Task directions - Leaving the pictures aside, return all of the data below exactly.

Records from a data collection:

============================================================

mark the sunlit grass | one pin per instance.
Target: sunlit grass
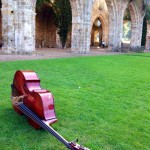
(103, 100)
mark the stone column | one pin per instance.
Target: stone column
(8, 35)
(116, 10)
(25, 27)
(18, 26)
(81, 24)
(147, 47)
(58, 43)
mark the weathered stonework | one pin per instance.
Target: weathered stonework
(148, 37)
(45, 28)
(18, 24)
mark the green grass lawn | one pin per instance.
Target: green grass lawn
(102, 100)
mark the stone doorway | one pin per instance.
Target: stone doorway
(45, 27)
(97, 32)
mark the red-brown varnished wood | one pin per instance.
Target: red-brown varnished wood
(39, 100)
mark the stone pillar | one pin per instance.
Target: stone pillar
(18, 26)
(147, 47)
(8, 35)
(136, 26)
(81, 24)
(116, 10)
(58, 43)
(25, 27)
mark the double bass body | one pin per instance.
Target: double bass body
(39, 100)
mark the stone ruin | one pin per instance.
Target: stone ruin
(21, 33)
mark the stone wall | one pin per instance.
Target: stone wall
(18, 24)
(147, 47)
(45, 28)
(100, 12)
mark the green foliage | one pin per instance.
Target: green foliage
(63, 17)
(105, 106)
(144, 32)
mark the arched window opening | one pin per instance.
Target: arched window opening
(96, 37)
(45, 27)
(126, 27)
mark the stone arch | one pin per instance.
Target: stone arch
(104, 25)
(45, 27)
(81, 25)
(136, 27)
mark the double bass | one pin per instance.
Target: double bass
(37, 104)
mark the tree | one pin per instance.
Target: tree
(63, 17)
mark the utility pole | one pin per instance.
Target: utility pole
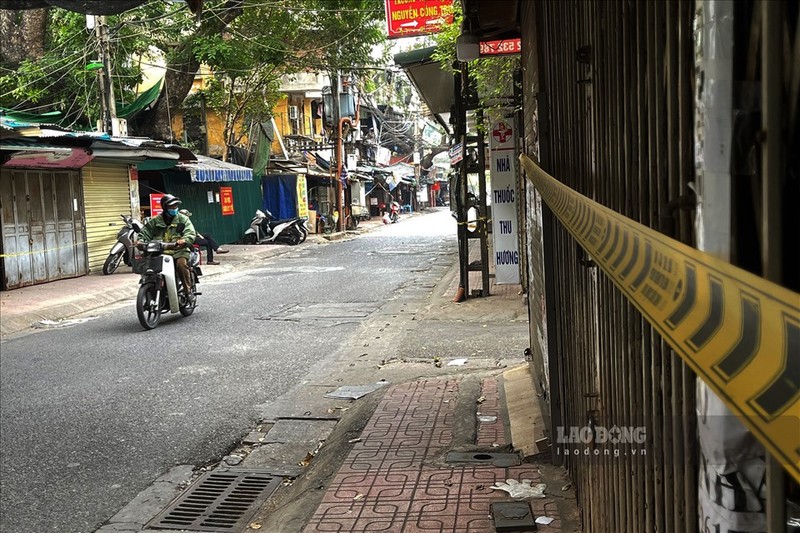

============================================================

Reply to the task -
mark the sunlit grass | one pin per instance.
Target: sunlit grass
(103, 100)
mark the stone column | one pin per instance.
Target: stone column
(8, 35)
(116, 10)
(25, 27)
(18, 26)
(81, 24)
(147, 47)
(58, 43)
mark the weathered stonework | one pin per instance.
Target: weathered stonework
(148, 37)
(45, 28)
(18, 24)
mark the green grass lawn | one pin per instance.
Target: green grass lawn
(102, 100)
mark the stone doorway | one pin per instance.
Target: stone doorway
(45, 27)
(97, 32)
mark the red-brown varnished wood | one pin per instance.
Target: red-brown varnished wood
(39, 100)
mark the stone pillar | one pin per instance.
Target: stone pillar
(18, 26)
(147, 47)
(8, 35)
(136, 26)
(81, 24)
(116, 10)
(58, 43)
(25, 27)
mark the double bass body | one pin per instance.
Target: double bass body
(39, 100)
mark the stone ruin | one pin per instance.
Target: stone ruin
(21, 33)
mark the stone wall | one pin per instance.
Target: stone wall
(18, 24)
(147, 47)
(45, 28)
(100, 12)
mark the green foliage | one pin per instance.
Target: green foliage
(63, 17)
(105, 106)
(144, 32)
mark the arched window opening | one pin per instance.
Target: arched window opening
(96, 37)
(45, 27)
(126, 27)
mark the stone arch | one pin per instance.
Target: stone arch
(104, 25)
(45, 27)
(81, 25)
(136, 27)
mark the double bass | one pin per instance.
Target: double bass
(37, 104)
mark the tree | one pin per instance.
Target: tree
(63, 17)
mark the utility pole | one pin per instance.
Target: utility pole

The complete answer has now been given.